(Records contained in a dataset)

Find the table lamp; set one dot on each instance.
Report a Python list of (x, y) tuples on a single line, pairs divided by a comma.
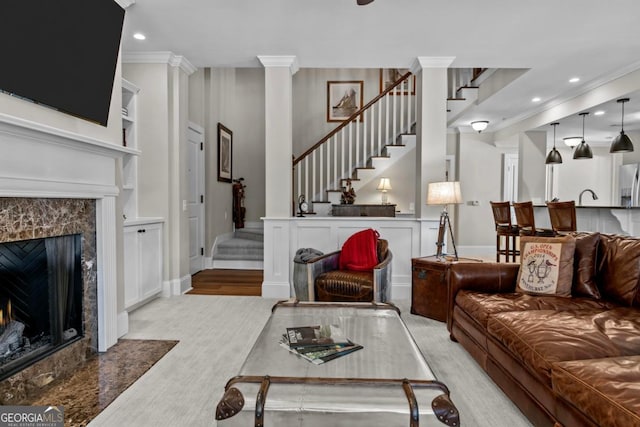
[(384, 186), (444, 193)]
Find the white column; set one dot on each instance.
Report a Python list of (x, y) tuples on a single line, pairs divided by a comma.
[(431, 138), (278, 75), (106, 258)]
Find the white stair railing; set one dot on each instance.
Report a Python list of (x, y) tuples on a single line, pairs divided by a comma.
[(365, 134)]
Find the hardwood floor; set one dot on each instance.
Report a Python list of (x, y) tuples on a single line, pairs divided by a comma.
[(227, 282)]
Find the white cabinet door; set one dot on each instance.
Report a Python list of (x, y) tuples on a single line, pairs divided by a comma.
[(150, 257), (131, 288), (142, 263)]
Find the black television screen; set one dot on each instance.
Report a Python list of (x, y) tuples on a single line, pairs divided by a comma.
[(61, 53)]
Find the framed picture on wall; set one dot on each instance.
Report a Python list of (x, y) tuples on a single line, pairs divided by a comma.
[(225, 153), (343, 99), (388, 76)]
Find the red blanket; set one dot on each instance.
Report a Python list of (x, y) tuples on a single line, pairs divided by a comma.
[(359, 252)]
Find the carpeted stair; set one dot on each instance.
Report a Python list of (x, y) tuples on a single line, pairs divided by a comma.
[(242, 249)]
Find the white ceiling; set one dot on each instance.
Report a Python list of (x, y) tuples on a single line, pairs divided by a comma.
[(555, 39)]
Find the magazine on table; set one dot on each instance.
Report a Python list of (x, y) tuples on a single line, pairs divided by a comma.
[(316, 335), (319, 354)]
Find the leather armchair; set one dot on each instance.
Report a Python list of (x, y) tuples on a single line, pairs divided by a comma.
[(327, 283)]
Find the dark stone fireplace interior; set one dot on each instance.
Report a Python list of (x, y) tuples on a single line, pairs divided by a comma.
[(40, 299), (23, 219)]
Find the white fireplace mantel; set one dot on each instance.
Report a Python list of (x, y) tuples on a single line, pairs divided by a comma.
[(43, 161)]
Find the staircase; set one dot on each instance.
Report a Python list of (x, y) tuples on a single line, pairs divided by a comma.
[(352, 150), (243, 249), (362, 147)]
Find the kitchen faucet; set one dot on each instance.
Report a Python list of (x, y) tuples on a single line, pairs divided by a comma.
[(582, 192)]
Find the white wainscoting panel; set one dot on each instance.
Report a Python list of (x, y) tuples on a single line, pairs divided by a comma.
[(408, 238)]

WHAT YOU HAVE TO DO: Repeat the records above exactly, leaving out the pictures.

TASK RESULT:
Find the table lamp; set one dot on each instance.
Report a Python list of (x, y) tuples on a single line, pairs divided by a comma.
[(384, 186), (444, 193)]
Find the white column; set one dot on each instance.
Report a Python list of (x, y) tuples on a single line, pairs divided by a comma.
[(431, 138), (278, 75), (106, 258)]
Find the white stair railing; set one dot on each instance.
Report a Python list of (x, y) tuples on a single line, pairs divided by a comma.
[(365, 134)]
Find the hardwood floor; set one dot on each instance.
Report a Python list of (x, y) tuples on a single line, pairs divided by a comma.
[(227, 282)]
Find the white cabinet door; set one dot on each instance.
Report a Python list of (x, y) tuples on a single line, pairs divided by a comma.
[(150, 257), (131, 288), (142, 263)]
Find the black television screen; set one dot on each instance.
Report a Python list of (x, y) tuples on a single line, pairs divided by a comma.
[(61, 53)]
Find the framed picture on wall; set one dot on each instance.
Report a Python list of (x, y) tuples on a single line, pairs divided by a comma.
[(225, 153), (343, 99), (388, 76)]
Find the red blanket; set one dot on each instance.
Report a Python list of (x, y) tuples on a single line, pairs divided by a comma.
[(359, 252)]
Find the carpeted stair; set one dot on each instance.
Report a Python list of (x, y) tuples on a single line, pairs divided by a comma.
[(242, 249)]
Find the white ceiling; set one dot on each instance.
Report a Python list of (x, y) tuples on a single line, pairs divided by a comma.
[(555, 39)]
Find the magazine on table; set one dot on each instance.
Report a Python list of (x, y) tuples on a single line, pairs divided by a comma.
[(316, 335), (319, 354)]
Find the leather armchair; set one dot on each instance.
Report a Python list of (x, y) tuples on a single line, pairs divided by a comma.
[(327, 283)]
Find the dark stone fireplace interior; set one dot on each instance.
Report a Python list of (x, y) tuples on a single line, pairs divided by a comma.
[(40, 299), (23, 219)]
Find the white fireplace mantel; set one dot on each instance.
Report a Python list of (x, y) tuples on a single line, pairs divided by a comma.
[(43, 161)]
Find the staircase; set one dot on each instance.
Report a Python list of (x, y) tuples on a single line, pairs divided by a comma.
[(352, 150), (243, 249), (362, 147)]
Find the kitchen faucet; set one dot on each instance.
Report a Python list of (x, y) tuples on a single line, pairs divided by a comma.
[(582, 192)]
Find the white wainscoting panel; set one dot on each instance.
Report a Python list of (x, y) tuples on a single line, pairs divided by a comma.
[(408, 238)]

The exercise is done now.